*Activity*: Please restate each entry word for word and leave the pictures out.

*Image point grounding data*:
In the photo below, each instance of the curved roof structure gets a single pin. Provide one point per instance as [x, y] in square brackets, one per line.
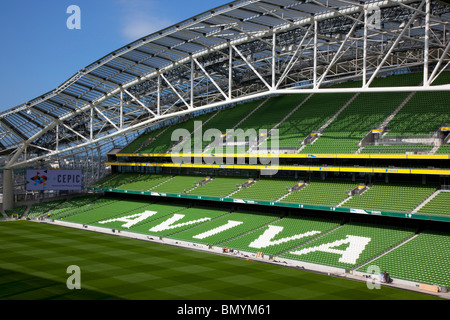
[241, 50]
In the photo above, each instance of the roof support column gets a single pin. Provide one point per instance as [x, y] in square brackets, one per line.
[315, 55]
[426, 44]
[274, 38]
[158, 98]
[121, 110]
[230, 72]
[192, 81]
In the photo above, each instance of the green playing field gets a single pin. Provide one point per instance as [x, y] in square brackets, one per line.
[34, 258]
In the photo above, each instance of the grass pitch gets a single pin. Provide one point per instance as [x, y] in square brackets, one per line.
[34, 258]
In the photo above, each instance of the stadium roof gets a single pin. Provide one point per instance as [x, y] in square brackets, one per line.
[237, 51]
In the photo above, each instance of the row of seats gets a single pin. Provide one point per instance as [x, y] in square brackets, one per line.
[391, 197]
[380, 196]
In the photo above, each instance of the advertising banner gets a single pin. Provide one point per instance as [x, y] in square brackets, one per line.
[38, 179]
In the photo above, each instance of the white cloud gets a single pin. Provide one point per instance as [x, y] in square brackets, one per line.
[139, 19]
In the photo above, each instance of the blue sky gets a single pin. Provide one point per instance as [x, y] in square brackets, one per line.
[39, 52]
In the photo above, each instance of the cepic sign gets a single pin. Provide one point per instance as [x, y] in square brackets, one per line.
[53, 179]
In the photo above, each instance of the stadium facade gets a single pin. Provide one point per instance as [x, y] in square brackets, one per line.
[348, 103]
[237, 52]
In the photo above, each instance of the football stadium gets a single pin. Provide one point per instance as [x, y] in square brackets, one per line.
[261, 150]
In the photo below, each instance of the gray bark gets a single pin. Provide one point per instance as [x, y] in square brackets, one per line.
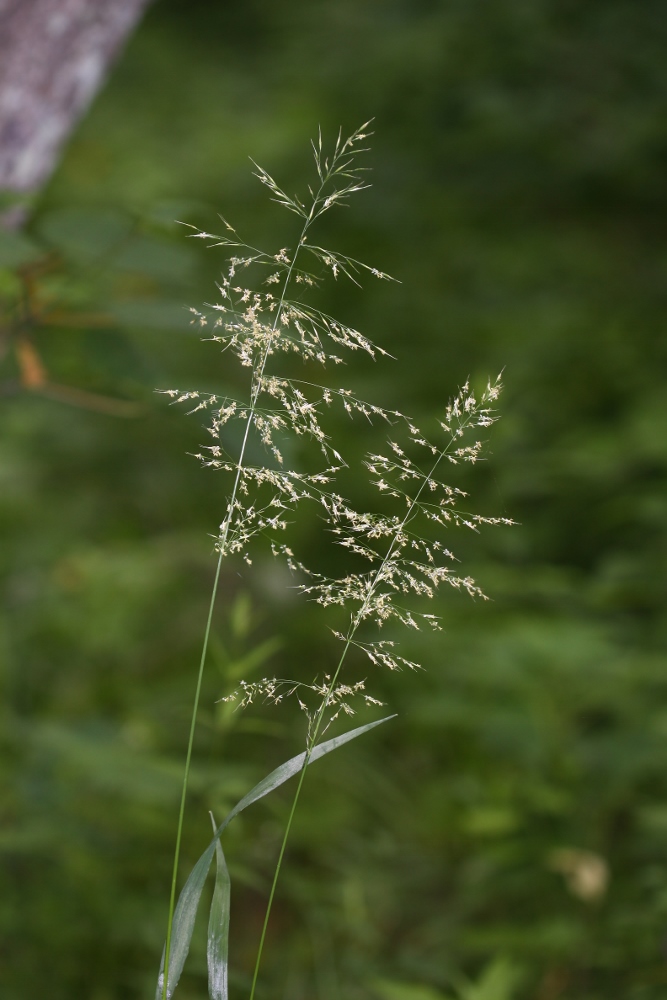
[54, 54]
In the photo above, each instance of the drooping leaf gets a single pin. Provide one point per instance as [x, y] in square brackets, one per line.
[188, 901]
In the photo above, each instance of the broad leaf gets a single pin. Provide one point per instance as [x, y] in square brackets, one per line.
[188, 901]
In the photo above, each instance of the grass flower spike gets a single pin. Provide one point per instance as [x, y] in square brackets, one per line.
[397, 556]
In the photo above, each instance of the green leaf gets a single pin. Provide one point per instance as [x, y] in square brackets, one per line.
[217, 950]
[17, 249]
[188, 901]
[498, 981]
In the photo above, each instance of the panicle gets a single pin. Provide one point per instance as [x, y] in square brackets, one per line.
[398, 555]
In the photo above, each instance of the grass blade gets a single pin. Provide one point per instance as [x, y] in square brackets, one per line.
[217, 951]
[188, 901]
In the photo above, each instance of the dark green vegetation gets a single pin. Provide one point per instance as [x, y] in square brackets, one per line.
[519, 196]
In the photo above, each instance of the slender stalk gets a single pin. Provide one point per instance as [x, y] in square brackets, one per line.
[354, 625]
[254, 394]
[186, 775]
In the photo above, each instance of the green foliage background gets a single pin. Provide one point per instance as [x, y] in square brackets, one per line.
[519, 164]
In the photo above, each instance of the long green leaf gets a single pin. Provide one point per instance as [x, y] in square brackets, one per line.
[188, 901]
[217, 951]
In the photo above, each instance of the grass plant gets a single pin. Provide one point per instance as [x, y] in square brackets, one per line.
[397, 556]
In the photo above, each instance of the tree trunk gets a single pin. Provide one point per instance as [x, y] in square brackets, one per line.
[54, 55]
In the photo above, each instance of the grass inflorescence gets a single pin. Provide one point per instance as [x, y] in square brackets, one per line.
[397, 555]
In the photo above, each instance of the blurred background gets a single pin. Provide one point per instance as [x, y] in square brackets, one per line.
[505, 838]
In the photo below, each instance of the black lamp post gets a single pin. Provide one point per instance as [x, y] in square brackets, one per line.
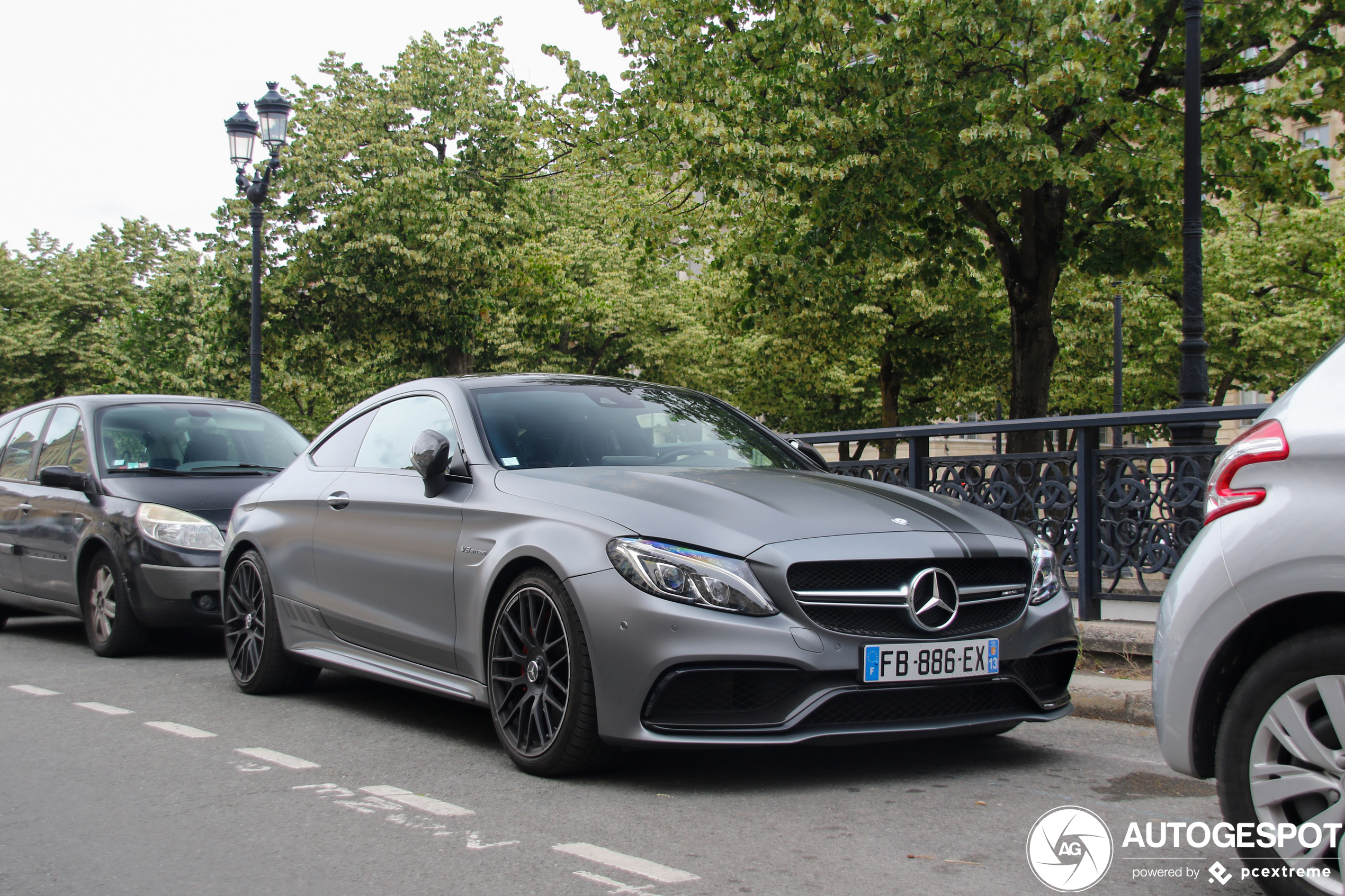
[243, 133]
[1117, 406]
[1194, 379]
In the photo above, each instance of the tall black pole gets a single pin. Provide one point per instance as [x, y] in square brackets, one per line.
[1115, 367]
[1194, 381]
[256, 193]
[255, 354]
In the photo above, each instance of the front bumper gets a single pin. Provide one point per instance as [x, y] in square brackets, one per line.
[175, 586]
[636, 640]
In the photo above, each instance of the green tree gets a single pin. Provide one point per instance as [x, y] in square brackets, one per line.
[1020, 136]
[1273, 306]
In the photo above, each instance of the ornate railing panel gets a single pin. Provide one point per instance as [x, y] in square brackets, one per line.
[1150, 499]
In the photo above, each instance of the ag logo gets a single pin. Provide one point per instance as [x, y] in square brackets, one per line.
[1070, 849]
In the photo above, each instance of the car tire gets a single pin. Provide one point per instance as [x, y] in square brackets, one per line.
[111, 622]
[541, 682]
[1290, 684]
[253, 647]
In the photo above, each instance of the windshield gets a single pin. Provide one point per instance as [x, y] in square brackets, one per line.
[638, 425]
[195, 440]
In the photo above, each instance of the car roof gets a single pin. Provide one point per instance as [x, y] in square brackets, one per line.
[96, 402]
[479, 381]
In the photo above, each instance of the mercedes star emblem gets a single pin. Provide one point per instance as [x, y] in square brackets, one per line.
[934, 600]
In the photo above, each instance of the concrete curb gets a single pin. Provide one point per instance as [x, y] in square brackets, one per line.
[1136, 638]
[1113, 699]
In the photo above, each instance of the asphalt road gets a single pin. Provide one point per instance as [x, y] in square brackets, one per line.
[112, 802]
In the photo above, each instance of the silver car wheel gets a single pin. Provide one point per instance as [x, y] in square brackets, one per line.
[531, 671]
[103, 602]
[1297, 773]
[245, 621]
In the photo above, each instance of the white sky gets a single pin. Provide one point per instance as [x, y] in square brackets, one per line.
[116, 108]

*Answer to this exercise*:
In the photo below, each instance of the curved roof structure gets a single pin. Provide one point per instance as [x, y] in square brackets, one per line.
[241, 50]
In the photo above, each instance of the roof support column gets a single pin. Provide one point per instance as [x, y] in square brackets, one per line.
[315, 55]
[426, 44]
[274, 38]
[158, 98]
[121, 110]
[230, 72]
[192, 81]
In the photo above, each instance of the green playing field gets a single pin. Provide one point per instance as [x, y] in square brackets, one per line.
[34, 258]
In the photo above, each instance of the grass pitch gets a single pin. Provide one point per instance as [x, y] in square brackets, one per line.
[34, 258]
In the photo above, each instance of the stadium roof gets a single pin. Provide one point per instance as [x, y] in square brackets, one per line.
[237, 51]
In the photo above, each instance of the row of seats gets a single pin. Provide one point per instance as [x, y] in square brackets, one per line.
[391, 197]
[380, 196]
In the photo above, each instance of the advertising banner gets a single pin. Provide one point per instance as [x, y] in square brackets, one per line.
[38, 179]
In the photo above, each instance of the white cloud gets a single pin. Provide one point per instance as [x, y] in square brackets, one per line.
[139, 19]
In the photo above, each instance of the blue sky gets a single pin. Provide one point per instance as [x, y] in square brackets, one per line.
[39, 52]
In the photo above, each instance of the cepic sign gets a single pin. Provide one point per instance as [x, y] in square brackets, one per line.
[53, 179]
In the photo above, each instance of the stadium facade gets a single pin. Provide one point per instance as [x, y] in square brackets, one per line.
[348, 103]
[237, 52]
In the photo above, each instance of the football stadium gets a single pin. Provide one point per instance as [x, y] in square brackets, one per line.
[261, 150]
In the photo below, each instance of the gray bark gets a single pin. Provide one point per instance as [x, y] in square brackets, one per line.
[54, 54]
In the photo above, each instance of the drooping leaf gets a single pin. Provide one point per instance as [x, y] in square brackets, one per line.
[188, 901]
In the photo above, each instance of the broad leaf gets a single pin. Provide one point per instance as [x, y] in square brackets, one per line.
[188, 901]
In the photo above, each instance of the grass flower spike gets a single pin. Provide one point per instance as [x, y] in square brackets, one per line.
[397, 556]
In the photo above, each instance of the green leaf gets a single pin. Provide one point per instance as [x, y] in square brackets, one per line.
[217, 950]
[17, 249]
[188, 901]
[498, 981]
In the photo above, each instance of the panicle gets a single pin. Provide one point per instance as [x, y] in square brackets, one per line.
[398, 555]
In the photo above, each instance of the grass blade gets a single pin. Provide one point per instance as [x, y] in square brackets, one per line.
[217, 951]
[188, 901]
In the photo above, each instance of the dark green vegetation gets a single pin. Provide one point per instance as [x, y] in square brackets, one per line.
[519, 196]
In the photo above, each instance of the slender stalk gets a single pin. Provide one point per instance as [x, y] in square brackets, one per line.
[354, 625]
[254, 394]
[186, 775]
In the photo above, each instance of the green foliage background gets a single pin. Provide one point per instance as [x, y] in square brackets, one per line.
[519, 164]
In the photo above, each instance of the long green leaf gets a single pin. Provide one point per instance as [x, y] in square brackets, one per line.
[188, 901]
[217, 951]
In the photo above, each instance of the grass plant gets a single pin. Provide one point per instance as [x, y] in square brackets, one per line.
[397, 556]
In the photo above, each instance of the tree trunk gets a single pin. Provide one point per instance as [x, y] in square brackets, one per line.
[54, 55]
In the photo above, each instance of the grass inflorescence gets a single pin. Provide one point per instance as [x, y] in square brackets, one per line.
[397, 555]
In the photo above, each instance of the blurred background gets a single pin. Provide one point per instance as [x, y] in square brackets, one per line.
[505, 838]
In the photo below, each instance of the black lamp post gets a single pin. Provide one point per instance as [x, y] in square brackets, one per line.
[243, 133]
[1117, 406]
[1194, 379]
In the photo above, each instance of the tall black pole gets a single pin. Provide one point per instance as [x, y] in square brackets, one per line.
[1115, 367]
[1194, 381]
[256, 193]
[255, 354]
In the photo above, each instance of the front bumper gets a single pin. Provide one point per instance as [x, y] in square brackets, one per line.
[175, 586]
[636, 640]
In the photo above, each instance of the green tree gets a single pin. Provide one point per instance as [x, y] in square brackets, one per line.
[1020, 136]
[1273, 306]
In the photo above, each instance of the ornate railing panel gets a single pin. Provide one point per instance as [x, y] in square brackets, one per line.
[1150, 499]
In the photo above, each instance of the ag logo gets a single pin. Provide one point per instance as [x, y] in square brackets, one per line.
[1070, 849]
In the photo above, each instance of the car tire gets a single pin. Provide one point per instance as [x, y] in square brackets, one per line.
[111, 622]
[541, 682]
[1290, 684]
[253, 647]
In the photo above, each instance of the windshield gets a single pin. Provide one point per instance as [x, y] in square brackets, one per line.
[638, 425]
[195, 440]
In the photo above, each instance of the car roof gets a single pin. Provide one point per instance as [x, y] in square brackets, one per line.
[96, 402]
[479, 381]
In the photo above, each instance of the mercedes star emblem gets a single pin. Provide one point per instance as [x, y] in square brackets, one per line.
[934, 600]
In the photo above, each instance of the concrete curb gets a single pin. Provide one point per instance as [x, y] in square brackets, one per line.
[1136, 638]
[1113, 699]
In the photo above, each instance of the asphalt road gets a single pin. Provide one point per instance as [x, y] in square brackets, one per line.
[112, 802]
In the photo above, each instance of the silver car wheel gets a single pin. Provide one point per instance as [x, y] in square brackets, one per line.
[531, 671]
[103, 602]
[1297, 773]
[245, 621]
In the photo above, each instance of the white sky gets a single pin. Provide one point per instance as [x, y] in square brackets, one per line.
[116, 108]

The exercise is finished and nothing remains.